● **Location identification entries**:
______________________________

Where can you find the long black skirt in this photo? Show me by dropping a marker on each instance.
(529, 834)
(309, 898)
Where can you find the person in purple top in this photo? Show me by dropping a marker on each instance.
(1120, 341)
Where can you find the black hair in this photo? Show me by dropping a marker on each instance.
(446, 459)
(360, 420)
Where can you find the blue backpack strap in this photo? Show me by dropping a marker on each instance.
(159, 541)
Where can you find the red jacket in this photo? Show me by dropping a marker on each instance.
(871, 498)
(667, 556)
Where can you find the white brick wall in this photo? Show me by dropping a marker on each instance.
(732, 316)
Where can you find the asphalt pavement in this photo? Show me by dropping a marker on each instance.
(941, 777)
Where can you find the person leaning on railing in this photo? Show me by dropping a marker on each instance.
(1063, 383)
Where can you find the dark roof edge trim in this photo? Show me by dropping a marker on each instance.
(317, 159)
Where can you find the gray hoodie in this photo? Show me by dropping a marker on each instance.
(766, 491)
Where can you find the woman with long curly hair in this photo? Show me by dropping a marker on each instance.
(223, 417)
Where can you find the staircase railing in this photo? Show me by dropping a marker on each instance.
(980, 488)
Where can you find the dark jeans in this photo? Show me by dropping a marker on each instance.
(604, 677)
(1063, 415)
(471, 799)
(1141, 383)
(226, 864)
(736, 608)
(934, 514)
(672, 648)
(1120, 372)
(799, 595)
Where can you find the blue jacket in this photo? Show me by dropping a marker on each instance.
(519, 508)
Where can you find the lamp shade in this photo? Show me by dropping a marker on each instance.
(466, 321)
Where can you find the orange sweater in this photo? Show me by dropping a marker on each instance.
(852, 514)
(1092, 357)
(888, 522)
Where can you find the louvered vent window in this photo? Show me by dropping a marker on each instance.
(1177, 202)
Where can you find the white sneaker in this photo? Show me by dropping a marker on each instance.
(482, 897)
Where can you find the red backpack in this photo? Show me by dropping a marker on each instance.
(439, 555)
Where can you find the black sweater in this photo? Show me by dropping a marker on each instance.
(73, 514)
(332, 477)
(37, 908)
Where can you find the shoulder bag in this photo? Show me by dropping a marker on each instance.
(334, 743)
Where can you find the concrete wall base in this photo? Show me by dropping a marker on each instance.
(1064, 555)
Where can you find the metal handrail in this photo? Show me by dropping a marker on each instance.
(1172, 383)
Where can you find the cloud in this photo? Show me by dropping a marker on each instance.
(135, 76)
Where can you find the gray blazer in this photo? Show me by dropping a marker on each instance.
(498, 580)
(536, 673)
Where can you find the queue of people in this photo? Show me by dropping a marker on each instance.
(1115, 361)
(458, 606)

______________________________

● **Required task**:
Reproduce all of the entries above, substituting "pin" for every occurrence of "marker" and leaving everything else unchanged.

● **Written answer**:
Where can you find the long black skirt in this photo? Show me by dropping a pin on each instance.
(529, 834)
(309, 898)
Where can you find the person in purple top in this photo? Show me by dropping a pin on each instance.
(1120, 341)
Where can you find the black hair in this photo? Show me by dropping a pin on each instance.
(446, 459)
(360, 420)
Where can you find the blue backpack strap in this photo? Show me by dropping a pin on each instance.
(159, 541)
Where can you find the red jacket in this photo? Show me by dropping a pin on each instance.
(871, 498)
(667, 556)
Where can you find the white brick wall in this photo? Show me by dropping a pin on each instance.
(732, 316)
Where can you find the asphalt pavement in this photo? Show me by dropping a pin on each instance.
(941, 777)
Where can you find the person leaning on railing in this photo? Show me by dropping a pin on each instance.
(1063, 383)
Where can you find the dark roof edge trim in this photo? Show me by dropping a pin on each instance.
(317, 159)
Where can you find the gray hoodie in this photo? Show me by dropping a pin on each instance.
(766, 491)
Where can you find the woman with long curly hair in this photo? Show me by dropping a pin on each instance.
(223, 417)
Where can you find the staircase railing in this photo? Show me by dropping a pin on each instance.
(980, 488)
Where can you find the dark jeans in this photo? Show me by dropping a pin on each instance.
(604, 677)
(1063, 415)
(471, 799)
(1141, 383)
(226, 864)
(736, 608)
(934, 514)
(672, 648)
(1120, 372)
(799, 595)
Where can you find the blue jacket in this photo? Show me by dropping a pin on each instance.
(519, 508)
Where can you find the lamp shade in this photo? Show me by dropping a pin on each instance.
(466, 321)
Where can you find the orange sweater in this photo? Show me by dropping a pin on each instance.
(852, 514)
(1092, 357)
(888, 522)
Where can you find the louvered vent window in this photo? Show me by dropping a pin on each instance.
(1177, 202)
Where can you find the white sneaker in this photo? Show me by dropping a pin on each instance.
(482, 897)
Where can you find the red backpack in this photo? Show me by dropping a pin on each instance.
(439, 555)
Where can you find the black sweater in this photo? Show me by dropping a pin on each instance.
(73, 514)
(332, 477)
(37, 908)
Where can you find the shoulder bag in this photo? Show me by dropping a pin on each instance.
(334, 743)
Where can you find the concrete wall base in this photo? Show me by dropping a pin on each instance.
(1064, 555)
Where can you find the metal handrail in this photo? Show me by dropping a pin on each instance.
(1172, 383)
Where can you find the cloud in this photo? Show me by dropping a pin on each instance.
(135, 76)
Where can you find the gray blazer in this photo? Show me by dropping a pin on each instance.
(498, 580)
(536, 673)
Where can you find the queue of people in this photo? Show me by dropping a pin on each instance.
(1115, 361)
(458, 606)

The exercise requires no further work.